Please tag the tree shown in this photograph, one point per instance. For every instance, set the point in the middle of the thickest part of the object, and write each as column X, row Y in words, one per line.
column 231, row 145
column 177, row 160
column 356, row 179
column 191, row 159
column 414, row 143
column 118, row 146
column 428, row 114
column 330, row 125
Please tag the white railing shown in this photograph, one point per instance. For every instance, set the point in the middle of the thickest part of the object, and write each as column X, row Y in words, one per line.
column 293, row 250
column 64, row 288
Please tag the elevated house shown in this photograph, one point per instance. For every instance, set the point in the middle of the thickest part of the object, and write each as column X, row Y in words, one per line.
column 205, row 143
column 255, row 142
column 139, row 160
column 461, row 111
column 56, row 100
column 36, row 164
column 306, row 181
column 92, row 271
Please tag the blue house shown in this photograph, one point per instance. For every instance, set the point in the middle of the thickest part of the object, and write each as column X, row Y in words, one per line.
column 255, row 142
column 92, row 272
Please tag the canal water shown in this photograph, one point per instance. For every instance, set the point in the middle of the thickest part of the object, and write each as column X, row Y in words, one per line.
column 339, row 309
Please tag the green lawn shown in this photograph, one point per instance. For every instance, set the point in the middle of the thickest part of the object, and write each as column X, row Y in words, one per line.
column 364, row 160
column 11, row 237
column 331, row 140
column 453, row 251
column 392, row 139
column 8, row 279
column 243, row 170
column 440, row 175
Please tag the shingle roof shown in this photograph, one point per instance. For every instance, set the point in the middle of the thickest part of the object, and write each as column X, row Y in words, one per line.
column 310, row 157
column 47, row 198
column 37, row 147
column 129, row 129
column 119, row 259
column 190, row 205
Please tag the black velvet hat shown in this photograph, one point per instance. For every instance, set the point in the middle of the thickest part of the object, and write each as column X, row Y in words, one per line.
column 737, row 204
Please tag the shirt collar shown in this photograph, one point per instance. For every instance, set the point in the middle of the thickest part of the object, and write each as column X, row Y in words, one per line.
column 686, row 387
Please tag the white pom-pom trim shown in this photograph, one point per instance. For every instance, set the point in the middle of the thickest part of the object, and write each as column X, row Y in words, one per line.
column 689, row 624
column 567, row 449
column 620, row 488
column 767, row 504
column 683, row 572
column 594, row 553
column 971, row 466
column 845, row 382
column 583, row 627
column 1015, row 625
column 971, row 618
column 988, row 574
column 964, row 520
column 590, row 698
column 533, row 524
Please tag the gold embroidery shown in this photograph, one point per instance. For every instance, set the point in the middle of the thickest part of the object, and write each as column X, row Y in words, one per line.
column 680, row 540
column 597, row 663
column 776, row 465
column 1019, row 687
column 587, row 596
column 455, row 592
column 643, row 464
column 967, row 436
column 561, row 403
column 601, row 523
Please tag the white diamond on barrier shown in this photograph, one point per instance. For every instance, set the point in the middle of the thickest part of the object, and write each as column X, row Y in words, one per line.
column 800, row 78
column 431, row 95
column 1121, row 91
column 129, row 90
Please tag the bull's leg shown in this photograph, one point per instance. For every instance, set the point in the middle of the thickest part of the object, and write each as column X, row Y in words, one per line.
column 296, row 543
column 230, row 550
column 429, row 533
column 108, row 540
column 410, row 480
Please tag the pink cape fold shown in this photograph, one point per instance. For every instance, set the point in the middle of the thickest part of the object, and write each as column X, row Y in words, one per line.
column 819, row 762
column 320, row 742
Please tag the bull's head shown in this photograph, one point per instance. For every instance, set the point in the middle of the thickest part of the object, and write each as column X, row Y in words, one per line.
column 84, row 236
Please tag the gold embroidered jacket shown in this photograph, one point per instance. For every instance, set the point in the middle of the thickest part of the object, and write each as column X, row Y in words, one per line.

Your objective:
Put all of the lines above into a Markdown table with two columns, Number and Line. Number the rows in order and leave out any blank lines.

Solution:
| Number | Line |
|---|---|
| 1 | Please tag the tree shown in this photograph, one point per instance. For every instance, set the point in the middle of the thickest part of the object, and write each as column X, row Y in words, one per line. |
| 2 | column 231, row 145 |
| 3 | column 177, row 160 |
| 4 | column 356, row 179 |
| 5 | column 191, row 159 |
| 6 | column 414, row 143 |
| 7 | column 118, row 146 |
| 8 | column 428, row 114 |
| 9 | column 330, row 125 |
| 10 | Please tag the white railing shown in this photograph, one point per instance. For every instance, set the point in the middle of the thickest part of the object, and write each as column X, row Y in words, one per line. |
| 11 | column 293, row 250 |
| 12 | column 64, row 288 |
| 13 | Please tag the elevated house shown in this photograph, one point per instance. For every instance, set the point in the middle of the thickest part of the object, and write each as column X, row Y in words, one per line. |
| 14 | column 205, row 143 |
| 15 | column 255, row 142 |
| 16 | column 139, row 160 |
| 17 | column 461, row 111 |
| 18 | column 56, row 100 |
| 19 | column 36, row 164 |
| 20 | column 306, row 181 |
| 21 | column 92, row 271 |
| 22 | Please tag the blue house shown in this photograph, one point per instance. For every instance, set the point in the middle of the thickest part of the object, and write each as column X, row Y in words, one per line. |
| 23 | column 255, row 142 |
| 24 | column 92, row 272 |
| 25 | Please tag the canal water shown in this photograph, one point per instance. For every instance, set the point in the middle of the thickest part of the object, and write each as column X, row Y in words, one per line. |
| 26 | column 339, row 309 |
| 27 | Please tag the green lawn shown in this photograph, one point per instance. For every instance, set the point in the middle of the thickest part of the object, and write each as column X, row Y in words, one per line. |
| 28 | column 364, row 160 |
| 29 | column 11, row 237 |
| 30 | column 331, row 140 |
| 31 | column 453, row 251 |
| 32 | column 392, row 139 |
| 33 | column 8, row 279 |
| 34 | column 243, row 170 |
| 35 | column 440, row 175 |
| 36 | Please tag the shingle roof shown in this photograph, one point per instance. For every instance, set the point in the middle of the thickest part of the object, and write each as column X, row Y in words, one per line. |
| 37 | column 310, row 157 |
| 38 | column 47, row 198 |
| 39 | column 37, row 147 |
| 40 | column 129, row 129 |
| 41 | column 119, row 259 |
| 42 | column 190, row 205 |
| 43 | Please tag the black velvet hat shown in this photograph, one point per instance. For every instance, set the point in the middle of the thickest part of the object, and write each as column X, row Y in words, one per line. |
| 44 | column 737, row 204 |
| 45 | Please tag the shirt collar shown in this photograph, one point per instance. For every instance, set the point in the middle of the thickest part of the object, and write each as column X, row Y in words, one per line. |
| 46 | column 686, row 387 |
| 47 | Please tag the white pom-pom trim shown in this photograph, one point per instance. For every instance, set the point in the middle of the thickest part of the object, and write each as column X, row Y in words, one per line. |
| 48 | column 689, row 624 |
| 49 | column 567, row 449 |
| 50 | column 620, row 488 |
| 51 | column 767, row 504 |
| 52 | column 683, row 572 |
| 53 | column 594, row 553 |
| 54 | column 971, row 466 |
| 55 | column 845, row 382 |
| 56 | column 583, row 627 |
| 57 | column 1015, row 625 |
| 58 | column 971, row 618 |
| 59 | column 988, row 574 |
| 60 | column 964, row 520 |
| 61 | column 590, row 698 |
| 62 | column 533, row 524 |
| 63 | Please tag the gold embroidery shown in this photograph, one point per instance. For every instance, set the point in the middle of the thickest part of the object, and write each as column X, row Y in words, one per line. |
| 64 | column 680, row 540 |
| 65 | column 597, row 663 |
| 66 | column 776, row 465 |
| 67 | column 1019, row 687 |
| 68 | column 587, row 596 |
| 69 | column 455, row 592 |
| 70 | column 643, row 464 |
| 71 | column 967, row 436 |
| 72 | column 561, row 403 |
| 73 | column 601, row 523 |
| 74 | Please tag the white diamond on barrier shown in this photograph, one point per instance. For every instance, set the point in the middle of the thickest part of the object, and write each as column X, row Y in words, one per line. |
| 75 | column 800, row 78 |
| 76 | column 431, row 95 |
| 77 | column 1121, row 91 |
| 78 | column 129, row 90 |
| 79 | Please tag the bull's leg shown in this photograph, one point per instance. For every instance, set the point in the middle of the thickest part of the object, and write each as column X, row Y in words, one per line. |
| 80 | column 296, row 543 |
| 81 | column 230, row 550 |
| 82 | column 429, row 533 |
| 83 | column 108, row 540 |
| 84 | column 410, row 480 |
| 85 | Please tag the pink cape fold shown in this photograph, one point per instance. For every instance, set the point in the middle of the thickest part of the object, and write each as column X, row Y in words, one per line. |
| 86 | column 819, row 762 |
| 87 | column 320, row 742 |
| 88 | Please tag the bull's head shown in this photograph, one point per instance. For every instance, set the point in the middle of the thickest part of the object, and write each as column X, row Y in words, one per line. |
| 89 | column 84, row 236 |
| 90 | Please tag the gold embroidered jacket shown in this photograph, one point per instance. For every instance, set the point in the middle of the thickest part of the object, and write each as column X, row Y in words, one per line. |